[start]
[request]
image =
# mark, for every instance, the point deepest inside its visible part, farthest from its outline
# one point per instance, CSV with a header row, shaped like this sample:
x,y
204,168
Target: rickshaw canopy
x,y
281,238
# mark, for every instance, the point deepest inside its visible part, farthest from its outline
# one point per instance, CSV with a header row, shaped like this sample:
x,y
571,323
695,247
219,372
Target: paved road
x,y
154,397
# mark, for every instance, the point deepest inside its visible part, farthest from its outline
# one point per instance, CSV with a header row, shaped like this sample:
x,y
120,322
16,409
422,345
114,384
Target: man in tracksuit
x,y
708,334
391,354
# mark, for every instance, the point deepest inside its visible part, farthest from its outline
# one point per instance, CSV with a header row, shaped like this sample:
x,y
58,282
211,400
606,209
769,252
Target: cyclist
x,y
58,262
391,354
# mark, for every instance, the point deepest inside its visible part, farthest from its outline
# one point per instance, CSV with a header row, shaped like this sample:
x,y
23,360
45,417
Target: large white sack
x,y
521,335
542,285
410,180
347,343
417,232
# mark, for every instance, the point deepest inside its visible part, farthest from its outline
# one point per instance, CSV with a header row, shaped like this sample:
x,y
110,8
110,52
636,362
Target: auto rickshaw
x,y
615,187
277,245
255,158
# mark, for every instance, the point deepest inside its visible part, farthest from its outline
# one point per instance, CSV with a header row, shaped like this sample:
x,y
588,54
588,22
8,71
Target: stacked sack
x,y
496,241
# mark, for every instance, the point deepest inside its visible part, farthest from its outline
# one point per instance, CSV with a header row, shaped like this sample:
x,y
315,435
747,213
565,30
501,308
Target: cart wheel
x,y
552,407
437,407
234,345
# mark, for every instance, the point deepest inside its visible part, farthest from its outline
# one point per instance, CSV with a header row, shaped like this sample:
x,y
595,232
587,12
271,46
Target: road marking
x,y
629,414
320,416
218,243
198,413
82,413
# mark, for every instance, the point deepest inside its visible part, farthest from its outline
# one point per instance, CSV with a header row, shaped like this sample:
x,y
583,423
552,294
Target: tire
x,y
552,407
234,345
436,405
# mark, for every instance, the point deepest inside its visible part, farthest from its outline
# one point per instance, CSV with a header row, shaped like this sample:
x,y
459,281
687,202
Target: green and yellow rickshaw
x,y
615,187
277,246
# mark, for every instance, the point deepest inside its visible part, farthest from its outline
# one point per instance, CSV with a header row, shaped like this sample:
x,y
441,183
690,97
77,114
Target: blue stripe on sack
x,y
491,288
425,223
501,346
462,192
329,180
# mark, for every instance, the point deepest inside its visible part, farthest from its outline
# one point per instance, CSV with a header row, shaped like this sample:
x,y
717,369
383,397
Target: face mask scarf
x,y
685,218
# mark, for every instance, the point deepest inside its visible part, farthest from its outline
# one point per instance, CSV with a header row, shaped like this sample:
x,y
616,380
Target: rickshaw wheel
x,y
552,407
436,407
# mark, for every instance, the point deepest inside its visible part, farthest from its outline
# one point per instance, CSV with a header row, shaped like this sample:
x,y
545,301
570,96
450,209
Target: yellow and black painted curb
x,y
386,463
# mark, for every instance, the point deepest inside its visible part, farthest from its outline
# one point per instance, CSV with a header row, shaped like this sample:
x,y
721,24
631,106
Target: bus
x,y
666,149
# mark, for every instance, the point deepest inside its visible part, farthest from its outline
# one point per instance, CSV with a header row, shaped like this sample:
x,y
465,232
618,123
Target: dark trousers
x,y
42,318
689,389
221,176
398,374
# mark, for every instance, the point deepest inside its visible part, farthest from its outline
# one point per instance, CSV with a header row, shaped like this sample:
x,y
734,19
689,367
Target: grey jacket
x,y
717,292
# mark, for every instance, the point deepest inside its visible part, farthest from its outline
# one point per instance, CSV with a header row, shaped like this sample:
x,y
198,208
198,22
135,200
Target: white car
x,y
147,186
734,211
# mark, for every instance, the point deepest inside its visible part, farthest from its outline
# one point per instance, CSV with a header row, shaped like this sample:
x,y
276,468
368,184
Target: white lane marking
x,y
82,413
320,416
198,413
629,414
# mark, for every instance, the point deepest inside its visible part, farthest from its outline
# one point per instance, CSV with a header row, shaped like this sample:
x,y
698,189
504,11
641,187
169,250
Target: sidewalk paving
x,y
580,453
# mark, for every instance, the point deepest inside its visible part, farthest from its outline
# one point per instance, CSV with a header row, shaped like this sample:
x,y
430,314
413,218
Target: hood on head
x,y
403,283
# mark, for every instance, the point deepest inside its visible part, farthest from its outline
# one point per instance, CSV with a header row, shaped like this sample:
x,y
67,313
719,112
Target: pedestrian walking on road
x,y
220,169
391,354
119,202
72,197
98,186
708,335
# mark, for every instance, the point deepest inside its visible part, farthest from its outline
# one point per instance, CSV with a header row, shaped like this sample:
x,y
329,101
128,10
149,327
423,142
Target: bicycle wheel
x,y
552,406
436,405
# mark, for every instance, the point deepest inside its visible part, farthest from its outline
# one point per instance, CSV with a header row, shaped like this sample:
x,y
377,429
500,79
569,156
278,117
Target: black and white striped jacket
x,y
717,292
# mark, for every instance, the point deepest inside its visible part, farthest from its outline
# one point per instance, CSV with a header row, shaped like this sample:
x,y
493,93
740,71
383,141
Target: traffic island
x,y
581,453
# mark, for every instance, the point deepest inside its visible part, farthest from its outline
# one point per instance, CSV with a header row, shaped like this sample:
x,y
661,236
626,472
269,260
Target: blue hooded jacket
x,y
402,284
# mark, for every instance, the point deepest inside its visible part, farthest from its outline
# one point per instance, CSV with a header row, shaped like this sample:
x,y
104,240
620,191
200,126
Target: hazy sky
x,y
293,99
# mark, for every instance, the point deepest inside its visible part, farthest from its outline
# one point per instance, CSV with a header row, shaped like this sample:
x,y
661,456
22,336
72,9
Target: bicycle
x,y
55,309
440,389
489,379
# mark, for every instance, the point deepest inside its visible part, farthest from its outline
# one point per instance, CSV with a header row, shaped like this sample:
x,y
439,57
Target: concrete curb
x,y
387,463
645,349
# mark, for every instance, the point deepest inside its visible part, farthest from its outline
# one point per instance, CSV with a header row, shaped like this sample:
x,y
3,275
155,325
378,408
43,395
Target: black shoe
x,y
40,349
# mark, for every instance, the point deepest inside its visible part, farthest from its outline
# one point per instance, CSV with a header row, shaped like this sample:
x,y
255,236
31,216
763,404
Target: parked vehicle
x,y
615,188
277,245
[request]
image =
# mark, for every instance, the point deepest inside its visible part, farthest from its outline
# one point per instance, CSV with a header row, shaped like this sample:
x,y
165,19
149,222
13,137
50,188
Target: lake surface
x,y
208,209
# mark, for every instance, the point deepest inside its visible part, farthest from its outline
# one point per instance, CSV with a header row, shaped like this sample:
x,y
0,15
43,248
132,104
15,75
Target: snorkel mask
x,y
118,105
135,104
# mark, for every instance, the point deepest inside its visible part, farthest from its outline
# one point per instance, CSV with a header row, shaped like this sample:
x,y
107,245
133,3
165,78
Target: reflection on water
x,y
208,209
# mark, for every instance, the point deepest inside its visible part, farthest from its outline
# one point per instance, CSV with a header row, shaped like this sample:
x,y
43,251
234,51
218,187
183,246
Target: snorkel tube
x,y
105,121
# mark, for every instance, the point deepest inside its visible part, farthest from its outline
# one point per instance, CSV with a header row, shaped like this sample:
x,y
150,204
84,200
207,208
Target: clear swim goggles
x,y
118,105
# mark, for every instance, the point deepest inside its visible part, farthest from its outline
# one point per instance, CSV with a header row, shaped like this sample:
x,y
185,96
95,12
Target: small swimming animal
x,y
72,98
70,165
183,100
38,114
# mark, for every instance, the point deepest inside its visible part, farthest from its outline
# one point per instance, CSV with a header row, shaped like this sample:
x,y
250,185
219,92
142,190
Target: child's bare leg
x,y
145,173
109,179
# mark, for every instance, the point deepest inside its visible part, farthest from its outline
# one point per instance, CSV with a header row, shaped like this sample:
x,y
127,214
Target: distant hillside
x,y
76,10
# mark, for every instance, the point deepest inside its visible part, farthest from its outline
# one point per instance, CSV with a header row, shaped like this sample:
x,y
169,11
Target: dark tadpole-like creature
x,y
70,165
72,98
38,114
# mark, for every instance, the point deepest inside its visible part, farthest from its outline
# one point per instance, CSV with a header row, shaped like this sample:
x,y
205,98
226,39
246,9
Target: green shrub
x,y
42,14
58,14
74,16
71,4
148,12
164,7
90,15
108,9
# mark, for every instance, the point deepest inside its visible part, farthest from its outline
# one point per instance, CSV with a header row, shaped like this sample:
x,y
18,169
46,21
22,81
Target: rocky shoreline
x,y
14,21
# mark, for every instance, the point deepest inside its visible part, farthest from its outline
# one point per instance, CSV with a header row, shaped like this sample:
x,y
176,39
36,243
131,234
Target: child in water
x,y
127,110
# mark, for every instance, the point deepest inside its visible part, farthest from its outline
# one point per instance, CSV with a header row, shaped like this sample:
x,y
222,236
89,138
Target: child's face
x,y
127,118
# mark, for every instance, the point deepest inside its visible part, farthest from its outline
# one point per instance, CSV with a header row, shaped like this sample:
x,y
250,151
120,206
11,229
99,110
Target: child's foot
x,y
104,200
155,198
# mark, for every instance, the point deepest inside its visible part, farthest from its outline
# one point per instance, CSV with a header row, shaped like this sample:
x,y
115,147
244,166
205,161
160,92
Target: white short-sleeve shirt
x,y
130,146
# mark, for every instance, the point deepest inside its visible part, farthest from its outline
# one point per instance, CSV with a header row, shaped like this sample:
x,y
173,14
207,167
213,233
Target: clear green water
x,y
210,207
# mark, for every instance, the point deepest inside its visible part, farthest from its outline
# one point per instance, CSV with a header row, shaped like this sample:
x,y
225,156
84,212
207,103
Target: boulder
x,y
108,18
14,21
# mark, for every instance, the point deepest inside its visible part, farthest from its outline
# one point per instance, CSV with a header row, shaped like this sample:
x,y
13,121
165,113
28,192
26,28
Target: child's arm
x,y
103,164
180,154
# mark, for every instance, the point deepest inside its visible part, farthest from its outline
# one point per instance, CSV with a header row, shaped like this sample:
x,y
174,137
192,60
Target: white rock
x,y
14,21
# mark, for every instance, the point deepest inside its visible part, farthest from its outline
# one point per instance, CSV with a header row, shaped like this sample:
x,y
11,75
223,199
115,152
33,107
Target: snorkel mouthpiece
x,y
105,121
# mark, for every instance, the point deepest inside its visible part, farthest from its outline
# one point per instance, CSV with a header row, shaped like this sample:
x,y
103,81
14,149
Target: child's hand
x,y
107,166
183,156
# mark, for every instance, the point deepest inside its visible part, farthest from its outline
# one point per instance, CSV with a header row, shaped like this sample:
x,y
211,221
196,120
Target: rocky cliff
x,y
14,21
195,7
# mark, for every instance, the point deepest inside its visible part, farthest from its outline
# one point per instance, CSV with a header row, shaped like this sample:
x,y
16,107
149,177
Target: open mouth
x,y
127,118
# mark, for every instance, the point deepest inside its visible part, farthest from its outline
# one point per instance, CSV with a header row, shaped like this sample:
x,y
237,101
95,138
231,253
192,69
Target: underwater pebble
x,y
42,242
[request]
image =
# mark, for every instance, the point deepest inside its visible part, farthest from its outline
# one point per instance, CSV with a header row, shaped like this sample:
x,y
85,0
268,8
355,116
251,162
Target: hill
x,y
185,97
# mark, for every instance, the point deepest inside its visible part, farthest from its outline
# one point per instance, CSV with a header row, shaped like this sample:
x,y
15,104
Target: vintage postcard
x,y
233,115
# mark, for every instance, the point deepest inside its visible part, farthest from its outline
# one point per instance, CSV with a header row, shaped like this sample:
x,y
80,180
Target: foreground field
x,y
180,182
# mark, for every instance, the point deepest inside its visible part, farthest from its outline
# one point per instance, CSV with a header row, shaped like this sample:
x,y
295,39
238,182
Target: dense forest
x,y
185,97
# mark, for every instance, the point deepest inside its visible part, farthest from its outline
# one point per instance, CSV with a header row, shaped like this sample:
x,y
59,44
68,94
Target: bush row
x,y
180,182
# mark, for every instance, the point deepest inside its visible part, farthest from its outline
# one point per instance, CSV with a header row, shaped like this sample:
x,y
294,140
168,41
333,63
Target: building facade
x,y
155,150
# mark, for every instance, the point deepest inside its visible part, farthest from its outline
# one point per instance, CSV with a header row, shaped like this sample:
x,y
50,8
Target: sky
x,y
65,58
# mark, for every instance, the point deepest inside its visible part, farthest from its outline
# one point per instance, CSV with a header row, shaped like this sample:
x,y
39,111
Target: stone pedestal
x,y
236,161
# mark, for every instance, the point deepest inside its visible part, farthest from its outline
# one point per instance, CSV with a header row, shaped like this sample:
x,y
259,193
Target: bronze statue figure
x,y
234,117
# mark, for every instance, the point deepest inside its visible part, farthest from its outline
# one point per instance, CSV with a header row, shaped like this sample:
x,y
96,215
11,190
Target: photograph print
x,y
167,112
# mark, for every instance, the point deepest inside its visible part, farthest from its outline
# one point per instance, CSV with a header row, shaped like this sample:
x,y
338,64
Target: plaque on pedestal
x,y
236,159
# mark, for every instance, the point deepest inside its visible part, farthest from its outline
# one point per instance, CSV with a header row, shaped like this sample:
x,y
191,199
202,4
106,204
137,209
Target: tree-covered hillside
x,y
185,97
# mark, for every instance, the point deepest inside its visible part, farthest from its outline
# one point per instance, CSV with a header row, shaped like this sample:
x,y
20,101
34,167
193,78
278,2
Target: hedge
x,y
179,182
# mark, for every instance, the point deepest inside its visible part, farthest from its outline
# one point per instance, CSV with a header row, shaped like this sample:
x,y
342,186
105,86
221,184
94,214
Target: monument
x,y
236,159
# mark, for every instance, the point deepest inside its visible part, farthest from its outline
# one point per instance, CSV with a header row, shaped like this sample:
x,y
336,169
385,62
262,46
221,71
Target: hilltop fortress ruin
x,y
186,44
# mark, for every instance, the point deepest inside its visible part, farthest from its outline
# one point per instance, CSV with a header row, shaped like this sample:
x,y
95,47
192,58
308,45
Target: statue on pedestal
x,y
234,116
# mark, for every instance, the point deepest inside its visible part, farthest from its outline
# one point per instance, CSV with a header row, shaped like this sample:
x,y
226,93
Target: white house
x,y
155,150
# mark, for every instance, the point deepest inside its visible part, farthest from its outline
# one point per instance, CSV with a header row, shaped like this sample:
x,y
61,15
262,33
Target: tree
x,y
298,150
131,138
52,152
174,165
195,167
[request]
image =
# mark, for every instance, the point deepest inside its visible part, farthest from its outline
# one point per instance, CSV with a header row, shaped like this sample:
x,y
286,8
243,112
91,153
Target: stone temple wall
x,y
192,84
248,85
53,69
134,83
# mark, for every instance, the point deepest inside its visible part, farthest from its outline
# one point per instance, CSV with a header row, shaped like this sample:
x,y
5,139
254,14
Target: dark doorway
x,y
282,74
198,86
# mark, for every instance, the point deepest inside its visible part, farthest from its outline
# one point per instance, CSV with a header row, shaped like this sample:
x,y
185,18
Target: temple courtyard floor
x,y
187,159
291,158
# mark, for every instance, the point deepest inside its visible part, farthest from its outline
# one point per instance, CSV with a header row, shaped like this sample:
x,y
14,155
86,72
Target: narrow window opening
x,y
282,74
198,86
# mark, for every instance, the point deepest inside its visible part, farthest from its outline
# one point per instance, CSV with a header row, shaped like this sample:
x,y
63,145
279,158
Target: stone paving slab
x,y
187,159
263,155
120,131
[end]
Short exercise:
Display each line from the rows above that contains the word "hillside".

Full response:
Target: distant hillside
Target: tree-covered hillside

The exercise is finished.